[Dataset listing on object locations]
+===+
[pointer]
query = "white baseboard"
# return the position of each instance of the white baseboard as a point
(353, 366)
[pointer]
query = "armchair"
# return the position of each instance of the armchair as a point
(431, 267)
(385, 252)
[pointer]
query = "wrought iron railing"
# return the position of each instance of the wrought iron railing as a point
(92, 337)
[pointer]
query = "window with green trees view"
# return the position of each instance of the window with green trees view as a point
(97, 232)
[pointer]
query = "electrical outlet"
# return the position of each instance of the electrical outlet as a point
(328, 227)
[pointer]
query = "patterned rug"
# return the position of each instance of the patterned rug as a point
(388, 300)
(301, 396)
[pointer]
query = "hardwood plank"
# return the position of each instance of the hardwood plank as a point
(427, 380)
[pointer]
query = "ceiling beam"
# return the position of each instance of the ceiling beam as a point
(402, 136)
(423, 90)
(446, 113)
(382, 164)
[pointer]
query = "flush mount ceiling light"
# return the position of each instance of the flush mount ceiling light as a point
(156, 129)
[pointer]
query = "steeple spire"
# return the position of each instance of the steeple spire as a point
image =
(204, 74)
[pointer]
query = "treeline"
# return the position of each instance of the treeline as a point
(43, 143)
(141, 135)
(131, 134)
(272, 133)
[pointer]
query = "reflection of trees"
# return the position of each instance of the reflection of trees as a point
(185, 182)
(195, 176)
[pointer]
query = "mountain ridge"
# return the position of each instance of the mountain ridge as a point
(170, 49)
+===+
> **DO THIS**
Repeat the whole listing above line for line, with no changes.

> **RESULT OF THE EXERCISE**
[pointer]
query = "white baseboard"
# return the position of each instance of the white baseboard as a point
(353, 366)
[pointer]
query = "armchair"
# return the position of each instance of the armchair as a point
(431, 267)
(385, 252)
[pointer]
query = "wrought iron railing"
# return the position of each instance of the wrought iron railing as a point
(92, 337)
[pointer]
query = "window with green trees view"
# return the position of each instance of the window with green trees view as a point
(97, 232)
[pointer]
query = "electrical outlet"
# return the position of each instance of the electrical outlet as a point
(328, 227)
[pointer]
query = "patterned rug"
# return the position of each instance of the patterned rug as a point
(388, 300)
(301, 396)
[pointer]
query = "hardwood plank"
# return the position of each instance of the hardwood plank as a point
(427, 380)
[pointer]
query = "ceiling beam"
# return the position of each instance of the ceiling beam as a point
(402, 136)
(423, 90)
(446, 113)
(382, 164)
[pointer]
query = "flush mount ceiling light"
# return the position of each instance of the flush mount ceiling light as a point
(156, 129)
[pointer]
query = "steeple spire"
# return the position of each instance of the steeple spire as a point
image =
(204, 74)
[pointer]
query = "treeline"
# return the position of each instance of the treeline as a point
(43, 143)
(141, 135)
(131, 134)
(272, 133)
[pointer]
query = "reflection of trees"
# return the position of each instance of the reflection of trees as a point
(185, 182)
(195, 176)
[pointer]
query = "mountain ridge"
# return the position of each instance of the mountain ridge as a point
(170, 49)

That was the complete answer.